Segment Open
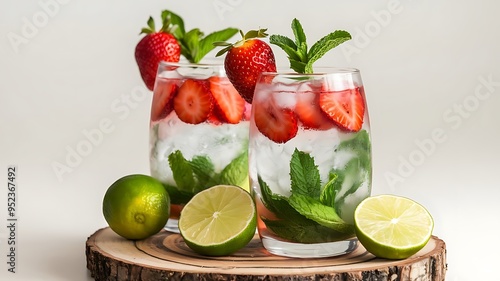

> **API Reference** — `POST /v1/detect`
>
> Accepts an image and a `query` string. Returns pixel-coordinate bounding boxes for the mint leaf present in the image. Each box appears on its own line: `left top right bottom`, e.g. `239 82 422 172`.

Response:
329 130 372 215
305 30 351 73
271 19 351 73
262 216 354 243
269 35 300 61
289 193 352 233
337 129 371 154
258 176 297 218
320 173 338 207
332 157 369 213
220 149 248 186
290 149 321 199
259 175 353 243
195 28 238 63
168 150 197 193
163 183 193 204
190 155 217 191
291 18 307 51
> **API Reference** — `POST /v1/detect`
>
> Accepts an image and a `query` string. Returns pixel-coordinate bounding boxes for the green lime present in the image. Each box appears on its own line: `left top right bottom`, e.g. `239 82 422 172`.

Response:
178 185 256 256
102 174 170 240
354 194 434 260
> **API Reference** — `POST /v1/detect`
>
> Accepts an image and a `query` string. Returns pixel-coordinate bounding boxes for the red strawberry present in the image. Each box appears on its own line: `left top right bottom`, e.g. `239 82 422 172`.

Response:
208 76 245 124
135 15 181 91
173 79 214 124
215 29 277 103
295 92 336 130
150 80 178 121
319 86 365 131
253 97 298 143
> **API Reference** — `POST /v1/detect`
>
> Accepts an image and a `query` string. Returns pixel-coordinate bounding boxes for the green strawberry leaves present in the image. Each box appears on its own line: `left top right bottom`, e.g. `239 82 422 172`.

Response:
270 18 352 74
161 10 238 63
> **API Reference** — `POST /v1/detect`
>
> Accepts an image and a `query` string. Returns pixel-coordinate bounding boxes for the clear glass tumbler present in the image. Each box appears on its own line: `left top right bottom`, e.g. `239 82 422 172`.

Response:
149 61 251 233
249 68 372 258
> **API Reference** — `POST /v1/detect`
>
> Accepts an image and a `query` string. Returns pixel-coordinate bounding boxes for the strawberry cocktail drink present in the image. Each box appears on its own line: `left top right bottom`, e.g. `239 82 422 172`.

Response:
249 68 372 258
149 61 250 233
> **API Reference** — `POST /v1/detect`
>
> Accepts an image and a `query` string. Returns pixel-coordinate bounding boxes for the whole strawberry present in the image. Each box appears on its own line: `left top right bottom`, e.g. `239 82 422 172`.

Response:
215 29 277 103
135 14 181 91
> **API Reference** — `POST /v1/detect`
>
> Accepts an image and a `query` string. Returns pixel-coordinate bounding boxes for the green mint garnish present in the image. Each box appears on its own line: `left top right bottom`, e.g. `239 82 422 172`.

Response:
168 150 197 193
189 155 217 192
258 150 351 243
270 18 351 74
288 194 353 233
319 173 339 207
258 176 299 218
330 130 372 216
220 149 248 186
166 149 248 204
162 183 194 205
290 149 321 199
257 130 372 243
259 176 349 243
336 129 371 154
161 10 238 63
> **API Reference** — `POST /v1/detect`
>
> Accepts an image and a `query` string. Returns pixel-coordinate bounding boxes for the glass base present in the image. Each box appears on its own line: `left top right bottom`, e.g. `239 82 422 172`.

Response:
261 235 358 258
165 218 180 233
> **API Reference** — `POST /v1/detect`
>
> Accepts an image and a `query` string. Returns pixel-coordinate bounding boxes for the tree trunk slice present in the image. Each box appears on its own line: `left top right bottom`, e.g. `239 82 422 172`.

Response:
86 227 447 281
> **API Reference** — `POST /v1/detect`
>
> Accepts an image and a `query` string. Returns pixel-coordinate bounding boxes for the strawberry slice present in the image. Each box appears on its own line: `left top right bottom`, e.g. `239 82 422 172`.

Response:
Segment Closed
WORK INSTRUCTION: The reply must match the records exactly, apart from the pictures, which are left out.

WORKED SOLUTION:
> **API Reference** — `POST /v1/detect`
>
> Accepts an image and a `query` string. Returns pixel-coordinate bounding boxes for the mint leaf present in the image. Each box appears on its own line: `left top right bottom`, e.g. `239 82 422 172`.

Response:
329 130 372 215
305 30 351 73
271 19 351 73
262 216 354 243
269 35 300 61
289 193 352 233
337 129 371 154
258 176 297 218
320 173 338 207
332 157 369 213
220 149 248 186
290 149 321 199
259 175 353 243
195 28 238 63
168 150 197 193
163 183 193 204
190 155 217 191
291 18 307 51
> **API Reference** — `POST /v1/detect`
>
> Accepts an image and a `query` string. Returns pixel-coordinate bounding boxes for the green lime present in the image. Each box appears on its own line: `left top right bottom`, e.g. `239 82 422 172`.

Response:
178 185 256 256
102 174 170 240
354 194 434 260
> **API Reference** — `POST /v1/detect`
>
> Accepts an image and a `query` string. Returns pixel-coordinate bounding boxes for the red strawberry present in the image. Each box appears on its own line: `left top right bottom`, e.g. `239 82 422 172`.

Response:
208 76 245 124
135 15 181 91
173 79 214 124
215 29 277 103
295 92 336 130
150 80 178 121
319 86 365 131
253 97 298 143
> **API Reference** — `POST /v1/detect`
>
> Accepts an image and a `query` string. Returns pixel-coordinate bounding boxes for the green strawberry leaves present in the image. Each box appears on its own line: `left top right bottom`, e.g. `239 82 422 172`.

Response:
270 18 352 74
161 10 238 63
> **API Reference** — `POST /v1/detect`
>
> Accepts an image and a `query` string. Returns pixel-coordinate bounding boxes for the clear glass tumbler present in the image. Each box appears on its own line: `left top right bottom`, e.g. `239 82 422 172`.

Response:
149 61 251 233
249 68 372 258
> **API Reference** — `POST /v1/detect`
>
> Accepts an image and a `query` string. Returns pixel-coordinate bounding boxes for the strawberry cocktail drink present in the image. Each box appears on its own line: `left top right bottom`, e.g. `239 82 422 172`.

Response:
249 68 372 258
149 61 250 233
> **API Reference** — `POST /v1/detect`
>
> Accepts an image and a `query` string. Returns pixel-coordinate bounding boxes for the whole strawberry present in the image. Each box appears on its own line: `left top right bottom`, e.g. `239 82 422 172`.

Response:
215 29 277 103
135 14 181 91
> **API Reference** — `POST /v1/detect`
>
> Accepts an image and a `query` string. Returns pixel-coordinate bounding boxes for the green mint garnish present in the image. Each box appears on its own line: `left top right bottom`, e.g. `239 82 422 172`.

Response:
168 150 197 193
189 155 217 192
258 150 351 243
270 18 351 74
288 194 353 233
319 173 339 207
258 176 299 218
330 130 372 216
220 149 248 186
166 149 248 204
162 183 194 205
290 149 321 199
257 130 372 243
259 176 349 243
336 129 371 154
161 10 238 63
> **API Reference** — `POST /v1/detect`
>
> Accepts an image and a `query` string. Returns pixel-coordinate bounding boxes for the glass base present in the image. Each box appears on its own line: `left top right bottom`, e.g. `239 82 422 172`.

Response:
261 235 358 258
165 218 180 233
> **API Reference** — `POST /v1/detect`
>
> Accepts an image and a `query` string. Returns pixel-coordinate bounding boxes for the tree trunk slice present in the image. Each box appears on its own line: `left top right bottom`, e.g. `239 82 422 172`.

Response:
86 227 447 281
> **API Reference** — `POST /v1/detect`
>
> Accepts an image and a `query` string. Returns pixel-coordinate bounding boxes for the strawberry slice present in the image. Each box appears on its own line: `left top right bottom`, e.g. `239 82 422 172`.

Response:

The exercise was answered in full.